_Text shown:_
━━━━━━━━━━━━━━━━
Her transformation from a conservative Zionist to a J Street volunteer is a product of the two years she spent in Israel. "I came to it from such a place of love and admiration and desire, and I wanted to just be completely embraced by my homeland, and all these romantic and idealistic pictures of what Israel was supposed to be for me," she said. But instead of finding her "homeland," Jones found the 2006 Lebanon war. The violence she witnessed deeply challenged her religious faith and her confidence in Israel's actions.

The conflict between a love of Israel and a desire for peace was the dominant theme of J Street's much-anticipated inaugural conference, held October 25-28 at the Grand Hyatt Hotel in Washington. The conference hosted an unexpectedly large crowd of more than 1,500 mostly left-leaning Jewish activists.

At the opening plenary session on Sunday night, Jeremy Ben-Ami, J Street's executive director, stated that J Street's role was to "widen the tent" of positions on Israel that can be called "pro-Israel." "In this room of over 1,000 people there are doubtless 1,000 opinions on the issues," he announced, and all the opinions were welcome--so welcome, in fact, that the leadership of J Street has been slow to solidify the new lobby's stances on certain crucial questions. J Street supports a two-state solution in Israel, one based on 1967 borders, and it wants to take a "pragmatic" approach to peace that avoids the static conservatism of AIPAC; but it has not gotten behind any specific timetables or policies.

Throughout four days of discussion panels, the conference covered topics like the Israeli settlements, Iran, human rights and the relationship of various US constituencies to Israel. In spite of some notable absences--Israeli Ambassador Michael Oren declined his invitation--there were nearly 100 speakers on hand, including left-leaning Israeli Knesset members, former US Ambassador Martin Indyk, US Representative Robert Wexler, Israeli Foreign Minister Shlomo Ben-Ami, Senator Chuck Hagel and National Security Advisor Jim Jones. Even Rabbi Eric Yoffie, president of the Union for Reform Judaism, who has been publicly critical of J Street, decided in a change of heart to speak at the conference.

Beyond the hard politics, the J Street conference was also a fledgling effort to help define the way Rachel Jones and her rising generation of American Jews will identify and engage with Judaism and Israel. Davidi Gilo, president of J Street's board of directors, had hardly opened the conference on Sunday night before he stressed, "I want to extend a special welcome to our young generation...who are seeking a voice that allows them to stand taller when speaking about Israel on campuses." Along with 250 college students who were there to participate in a parallel conference organized by J Street U (J Street's campus activism branch), there were dozens of twenty-something political staffers, think-tank interns and bloggers scattered throughout the crowd.

The few hundred young faces were a welcome sign for J Street leadership and other representatives of older generations of Jews. In the past few years, studies have shown that youth engagement with Judaism and Israel is declining. And as Daniel Sokatch, CEO of the New Israel Fund, cautioned the audience, "This is a time when many Jews, especially young ones, are walking away from a life that involves Israel." In many cases, younger Jews represent what Ben-Ami calls a new "silent majority," who have felt until now that voicing critical opinions of Israel would expose them to harassment and accusations of anti-Semitism or self-loathing. "Young Jews have no forum to question," Lauren Barr, a college junior, observed. "And so they walk away."
━━━━━━━━━━━━━━━━
_Extracted information:_
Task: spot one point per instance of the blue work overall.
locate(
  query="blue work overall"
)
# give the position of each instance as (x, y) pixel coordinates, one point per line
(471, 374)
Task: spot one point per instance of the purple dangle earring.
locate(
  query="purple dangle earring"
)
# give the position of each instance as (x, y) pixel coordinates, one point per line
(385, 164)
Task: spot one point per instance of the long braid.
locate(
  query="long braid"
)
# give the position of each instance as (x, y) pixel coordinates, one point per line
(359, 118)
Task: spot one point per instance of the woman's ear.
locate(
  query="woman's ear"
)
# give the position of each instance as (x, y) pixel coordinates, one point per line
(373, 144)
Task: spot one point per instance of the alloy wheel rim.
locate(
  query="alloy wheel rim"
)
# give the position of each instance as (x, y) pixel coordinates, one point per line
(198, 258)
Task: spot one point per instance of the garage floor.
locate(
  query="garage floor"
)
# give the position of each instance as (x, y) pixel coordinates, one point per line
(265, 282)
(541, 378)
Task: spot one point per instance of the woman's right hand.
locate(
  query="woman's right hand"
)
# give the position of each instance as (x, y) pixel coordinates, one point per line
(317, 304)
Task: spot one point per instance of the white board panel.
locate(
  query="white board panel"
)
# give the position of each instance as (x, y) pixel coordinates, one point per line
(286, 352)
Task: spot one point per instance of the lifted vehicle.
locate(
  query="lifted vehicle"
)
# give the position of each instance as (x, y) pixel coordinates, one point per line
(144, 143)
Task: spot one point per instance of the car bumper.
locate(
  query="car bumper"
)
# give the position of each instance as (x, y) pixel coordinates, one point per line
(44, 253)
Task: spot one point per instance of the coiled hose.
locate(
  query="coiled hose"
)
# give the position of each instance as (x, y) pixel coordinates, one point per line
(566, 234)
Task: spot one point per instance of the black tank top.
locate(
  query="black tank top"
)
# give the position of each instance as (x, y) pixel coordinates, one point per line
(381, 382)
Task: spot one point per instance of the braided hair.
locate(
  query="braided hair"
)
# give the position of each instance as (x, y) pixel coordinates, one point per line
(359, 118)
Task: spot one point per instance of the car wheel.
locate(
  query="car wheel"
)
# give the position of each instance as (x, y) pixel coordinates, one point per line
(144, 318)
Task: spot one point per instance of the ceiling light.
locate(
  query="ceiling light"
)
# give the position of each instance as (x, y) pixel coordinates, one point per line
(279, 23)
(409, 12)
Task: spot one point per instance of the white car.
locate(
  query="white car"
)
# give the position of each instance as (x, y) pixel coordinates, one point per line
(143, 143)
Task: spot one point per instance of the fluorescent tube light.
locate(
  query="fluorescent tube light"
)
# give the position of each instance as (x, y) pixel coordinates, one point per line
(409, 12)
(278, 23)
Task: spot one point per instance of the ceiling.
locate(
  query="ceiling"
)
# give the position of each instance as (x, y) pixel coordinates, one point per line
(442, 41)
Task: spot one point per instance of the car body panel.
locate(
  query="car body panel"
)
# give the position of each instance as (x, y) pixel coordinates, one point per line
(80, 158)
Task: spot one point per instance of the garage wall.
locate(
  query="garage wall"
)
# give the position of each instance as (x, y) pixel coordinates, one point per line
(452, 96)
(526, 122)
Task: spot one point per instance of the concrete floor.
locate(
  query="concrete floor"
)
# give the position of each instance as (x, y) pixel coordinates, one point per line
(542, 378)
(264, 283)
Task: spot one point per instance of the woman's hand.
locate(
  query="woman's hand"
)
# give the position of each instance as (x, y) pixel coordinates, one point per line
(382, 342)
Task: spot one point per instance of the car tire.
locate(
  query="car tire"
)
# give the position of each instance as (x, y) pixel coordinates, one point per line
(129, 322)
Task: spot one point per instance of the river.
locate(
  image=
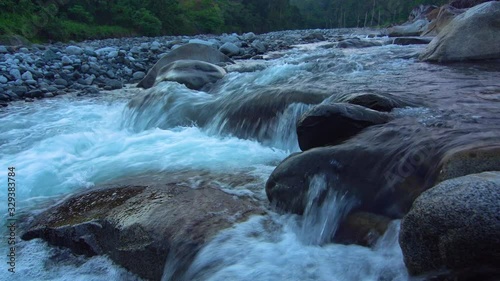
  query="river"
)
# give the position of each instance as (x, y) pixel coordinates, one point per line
(69, 143)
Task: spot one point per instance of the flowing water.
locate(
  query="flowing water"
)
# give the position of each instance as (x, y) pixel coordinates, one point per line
(245, 124)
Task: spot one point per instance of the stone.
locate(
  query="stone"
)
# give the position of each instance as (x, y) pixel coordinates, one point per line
(66, 60)
(27, 76)
(113, 84)
(358, 43)
(105, 51)
(74, 50)
(478, 26)
(61, 82)
(249, 36)
(138, 75)
(412, 40)
(49, 55)
(375, 101)
(258, 46)
(384, 168)
(140, 222)
(409, 29)
(203, 42)
(330, 124)
(15, 73)
(186, 52)
(470, 160)
(192, 73)
(230, 49)
(155, 46)
(454, 228)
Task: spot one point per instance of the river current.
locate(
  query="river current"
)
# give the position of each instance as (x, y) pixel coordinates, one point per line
(69, 143)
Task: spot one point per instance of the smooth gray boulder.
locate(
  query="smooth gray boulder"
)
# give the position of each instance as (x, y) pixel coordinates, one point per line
(193, 73)
(409, 29)
(473, 35)
(330, 124)
(453, 229)
(147, 222)
(191, 51)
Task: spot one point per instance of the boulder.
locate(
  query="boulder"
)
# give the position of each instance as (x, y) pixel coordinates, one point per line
(383, 168)
(453, 229)
(473, 35)
(143, 224)
(409, 29)
(464, 4)
(412, 40)
(375, 101)
(193, 73)
(330, 124)
(444, 16)
(229, 49)
(470, 160)
(192, 51)
(357, 43)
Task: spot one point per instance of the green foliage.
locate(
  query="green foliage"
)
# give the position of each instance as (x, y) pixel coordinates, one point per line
(79, 13)
(82, 19)
(146, 22)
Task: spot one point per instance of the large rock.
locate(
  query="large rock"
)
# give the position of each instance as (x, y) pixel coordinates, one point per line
(330, 124)
(444, 16)
(384, 169)
(409, 29)
(193, 73)
(143, 224)
(375, 101)
(471, 160)
(473, 35)
(191, 51)
(455, 228)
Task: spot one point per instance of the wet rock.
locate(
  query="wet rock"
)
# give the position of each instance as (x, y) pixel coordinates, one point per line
(463, 4)
(229, 49)
(361, 228)
(138, 75)
(412, 40)
(330, 124)
(73, 50)
(192, 73)
(444, 16)
(477, 27)
(383, 168)
(454, 228)
(409, 29)
(193, 51)
(142, 225)
(357, 43)
(461, 162)
(375, 101)
(259, 46)
(113, 84)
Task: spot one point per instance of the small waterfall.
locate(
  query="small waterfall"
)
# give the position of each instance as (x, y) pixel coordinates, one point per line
(322, 216)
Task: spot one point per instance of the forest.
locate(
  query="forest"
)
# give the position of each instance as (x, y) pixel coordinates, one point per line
(63, 20)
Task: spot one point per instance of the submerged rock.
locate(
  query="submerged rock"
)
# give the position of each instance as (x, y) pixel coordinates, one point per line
(473, 35)
(143, 224)
(192, 73)
(191, 51)
(409, 29)
(453, 229)
(384, 169)
(458, 163)
(330, 124)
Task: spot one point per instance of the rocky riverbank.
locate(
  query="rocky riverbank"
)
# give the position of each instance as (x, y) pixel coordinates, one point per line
(29, 72)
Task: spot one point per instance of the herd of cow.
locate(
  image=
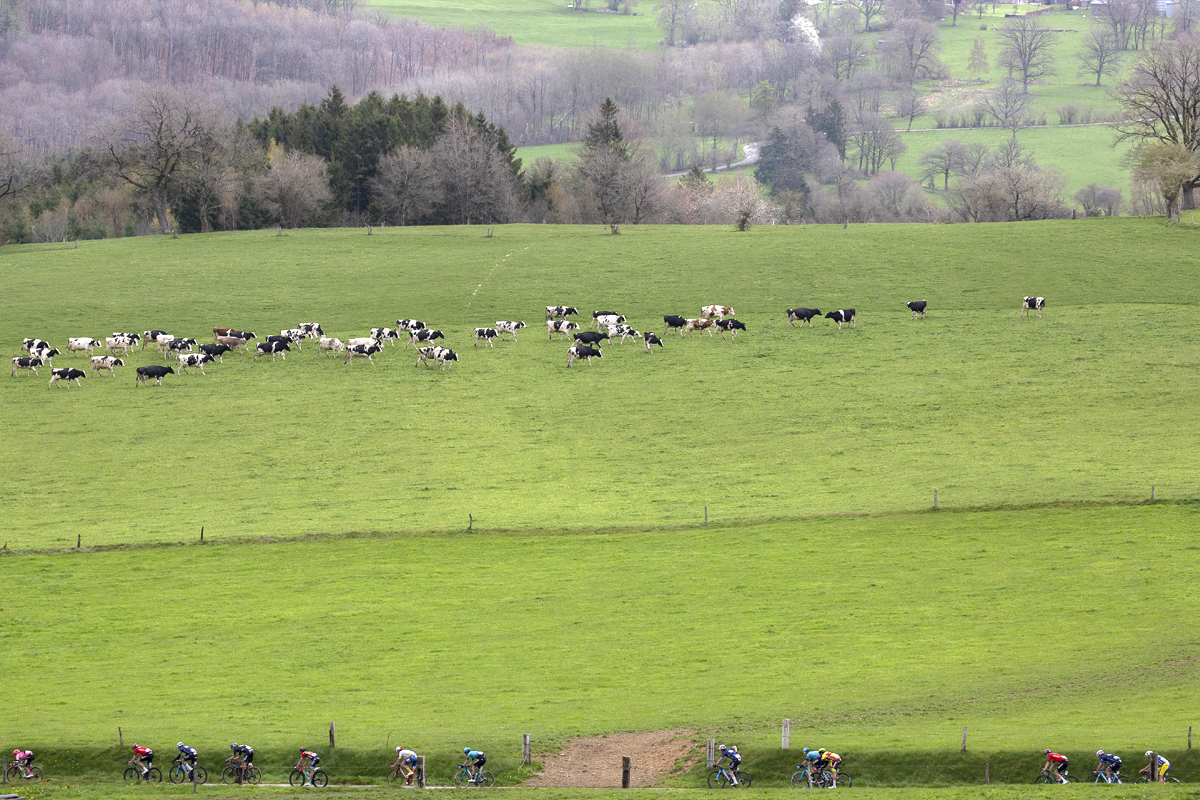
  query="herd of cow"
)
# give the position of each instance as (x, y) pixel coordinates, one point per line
(609, 326)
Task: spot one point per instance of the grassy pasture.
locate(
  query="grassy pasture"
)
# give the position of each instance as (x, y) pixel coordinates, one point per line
(1089, 403)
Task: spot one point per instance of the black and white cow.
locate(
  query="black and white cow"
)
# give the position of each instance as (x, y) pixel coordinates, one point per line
(153, 371)
(624, 332)
(83, 343)
(561, 312)
(731, 325)
(25, 362)
(591, 337)
(803, 314)
(439, 354)
(424, 335)
(67, 374)
(606, 319)
(215, 350)
(582, 352)
(559, 326)
(193, 360)
(106, 362)
(843, 317)
(361, 352)
(508, 326)
(281, 348)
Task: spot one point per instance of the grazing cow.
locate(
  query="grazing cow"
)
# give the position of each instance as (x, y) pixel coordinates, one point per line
━━━━━━━━━━━━━━━━
_To-do list:_
[1] In the article on the J Street conference, change "Grand Hyatt Hotel" to "Washington Hilton" and give the part that opens with the words containing "Her transformation from" and closes with "left-leaning Jewish activists.".
[2] Answer these questions from the article on the J Street conference:
(a) Which war did Jones find instead of her "homeland"?
(b) Who declined his invitation to the conference?
(c) How many college students took part in the parallel conference organized by J Street U?
The entries bear no relation to the article on the J Street conference.

_Complete answers:_
[1]
Her transformation from a conservative Zionist to a J Street volunteer is a product of the two years she spent in Israel. "I came to it from such a place of love and admiration and desire, and I wanted to just be completely embraced by my homeland, and all these romantic and idealistic pictures of what Israel was supposed to be for me," she said. But instead of finding her "homeland," Jones found the 2006 Lebanon war. The violence she witnessed deeply challenged her religious faith and her confidence in Israel's actions.

The conflict between a love of Israel and a desire for peace was the dominant theme of J Street's much-anticipated inaugural conference, held October 25-28 at the Washington Hilton in Washington. The conference hosted an unexpectedly large crowd of more than 1,500 mostly left-leaning Jewish activists.

[2]
(a) The 2006 Lebanon war.
(b) Israeli Ambassador Michael Oren.
(c) 250.